# start of RECORDS FOR PROCESSING
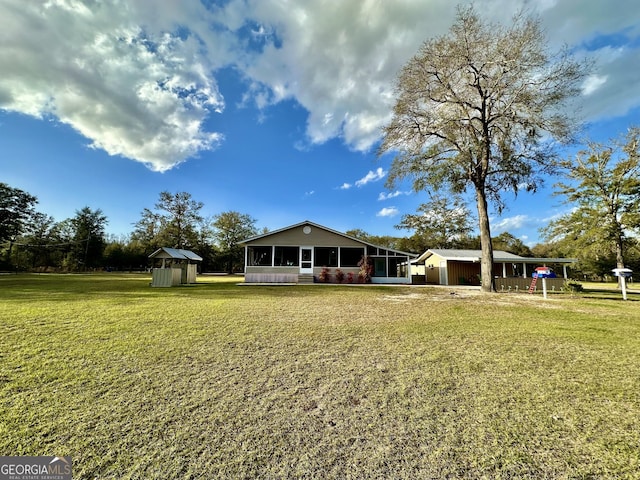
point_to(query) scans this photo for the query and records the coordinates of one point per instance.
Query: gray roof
(176, 253)
(307, 222)
(498, 256)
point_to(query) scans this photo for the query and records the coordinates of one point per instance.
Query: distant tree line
(34, 241)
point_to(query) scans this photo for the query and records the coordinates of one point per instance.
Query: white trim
(306, 271)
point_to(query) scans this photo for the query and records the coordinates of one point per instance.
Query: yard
(217, 380)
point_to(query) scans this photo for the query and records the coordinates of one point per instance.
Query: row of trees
(31, 240)
(484, 108)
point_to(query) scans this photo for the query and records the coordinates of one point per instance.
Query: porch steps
# end of RECORDS FOR PROCESSING
SHORT PROBLEM – Can you rewrite every line of the items above as a Markdown table with the columns "Row" and "Line", numbering each row, skipping blank lines, and leaving out the pictures?

TASK RESPONSE –
| Row | Line |
|---|---|
| 1 | point_to(query) scans this photo for the query and records the coordinates of one point per instance. |
| 2 | Query: gray roof |
| 3 | (176, 253) |
| 4 | (307, 222) |
| 5 | (498, 256) |
| 6 | point_to(query) scans this photo for the query and records the coordinates of one point per instance. |
| 7 | Query: distant tree line |
| 8 | (34, 241) |
| 9 | point_to(query) scans this photo for the query and records the coordinates of one point per instance. |
| 10 | Query: white trim |
| 11 | (306, 271) |
| 12 | point_to(query) scans this photo for the query and records the coordinates of one point per instance. |
| 13 | Query: yard |
| 14 | (217, 380) |
| 15 | point_to(query) scans this photo for the query and records the coordinates of one point per instance. |
| 16 | Query: row of trees |
| 17 | (31, 240) |
| 18 | (484, 108) |
| 19 | point_to(query) scans this photo for the query and records the coordinates of one point per instance. |
| 20 | Query: porch steps |